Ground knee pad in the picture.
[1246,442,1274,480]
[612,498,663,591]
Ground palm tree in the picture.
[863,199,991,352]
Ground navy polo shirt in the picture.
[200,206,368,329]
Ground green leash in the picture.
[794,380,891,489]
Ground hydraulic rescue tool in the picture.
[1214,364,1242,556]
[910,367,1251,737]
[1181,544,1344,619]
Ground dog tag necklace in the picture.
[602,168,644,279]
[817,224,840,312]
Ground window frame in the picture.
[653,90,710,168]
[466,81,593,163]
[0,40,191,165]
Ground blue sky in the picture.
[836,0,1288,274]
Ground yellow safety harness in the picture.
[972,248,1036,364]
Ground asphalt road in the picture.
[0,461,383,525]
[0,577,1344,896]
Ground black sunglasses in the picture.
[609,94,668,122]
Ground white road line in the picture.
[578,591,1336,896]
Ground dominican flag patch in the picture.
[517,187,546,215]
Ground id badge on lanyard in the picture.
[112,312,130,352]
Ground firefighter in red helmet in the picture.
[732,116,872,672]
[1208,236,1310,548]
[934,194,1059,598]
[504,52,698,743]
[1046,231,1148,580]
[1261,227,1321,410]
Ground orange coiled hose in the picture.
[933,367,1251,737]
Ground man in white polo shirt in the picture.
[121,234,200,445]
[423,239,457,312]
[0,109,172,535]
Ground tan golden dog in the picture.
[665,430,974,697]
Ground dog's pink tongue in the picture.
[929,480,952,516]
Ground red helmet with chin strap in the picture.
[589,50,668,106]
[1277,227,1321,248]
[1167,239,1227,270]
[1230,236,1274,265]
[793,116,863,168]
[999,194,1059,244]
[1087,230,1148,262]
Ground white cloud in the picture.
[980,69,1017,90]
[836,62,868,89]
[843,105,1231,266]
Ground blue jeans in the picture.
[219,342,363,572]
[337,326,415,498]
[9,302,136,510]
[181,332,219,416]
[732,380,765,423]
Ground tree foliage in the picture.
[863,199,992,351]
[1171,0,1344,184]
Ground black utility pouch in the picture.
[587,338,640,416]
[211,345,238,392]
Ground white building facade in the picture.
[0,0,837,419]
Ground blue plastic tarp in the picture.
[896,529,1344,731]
+ + + + +
=== The request ===
Rewrite all the records above, replacing "firefighter" with "rescue worker" and leaving everything else unchanged.

=== Finished answer ===
Ground knee pad in the picture.
[1246,442,1274,480]
[612,498,663,591]
Ground palm tree in the picture.
[863,199,991,352]
Ground navy polo shirt in the picture.
[200,206,368,329]
Ground green leash in the picture.
[794,380,891,489]
Ground hydraulic rescue tool in the picture.
[1214,364,1242,556]
[910,367,1251,737]
[1181,544,1344,619]
Ground dog tag necklace in the picture.
[602,168,644,279]
[817,224,840,312]
Ground window frame in the picture.
[653,90,710,168]
[466,81,593,163]
[0,40,191,165]
Ground blue sky in the picture.
[836,0,1288,274]
Ground yellow safety harness in the picture.
[972,248,1036,364]
Ground asphalt road in the picture.
[0,461,383,525]
[0,577,1344,896]
Ground black sunglasses in the picture.
[609,94,668,122]
Ground white road line in the picture.
[578,591,1336,896]
Ground dominican flag patch in the picture.
[517,187,546,215]
Ground id badge on lanyard in the picture.
[112,312,130,352]
Ground rescue worker in red helmet in the picture.
[732,116,872,672]
[1208,236,1310,548]
[934,194,1059,598]
[504,52,698,743]
[1046,231,1148,580]
[1261,227,1321,410]
Ground orange coiled hose in the picture.
[933,367,1251,737]
Ground man in white polo shirt in the picture.
[121,234,200,445]
[423,239,457,312]
[0,109,172,535]
Ground tan golden dog in the picture.
[665,430,974,697]
Ground dog's pink tongue in the picture.
[929,480,952,516]
Ground red helmet with chin strap in the picture.
[589,50,668,106]
[1277,227,1321,248]
[1167,239,1227,270]
[1230,236,1274,265]
[793,116,863,168]
[999,194,1059,244]
[1087,230,1148,262]
Ground white cloud in the picture.
[980,69,1017,90]
[836,62,868,89]
[843,105,1231,266]
Ground blue jeans in the picture.
[219,342,363,572]
[337,326,415,498]
[9,302,136,510]
[181,332,219,416]
[732,380,765,423]
Ground tree foliage in the picture.
[863,199,992,351]
[1171,0,1344,184]
Ground black utility pouch in the picture.
[587,338,640,416]
[211,345,238,392]
Ground white building facade in the picture.
[0,0,837,419]
Ground blue plastic tarp in the picture.
[896,529,1344,731]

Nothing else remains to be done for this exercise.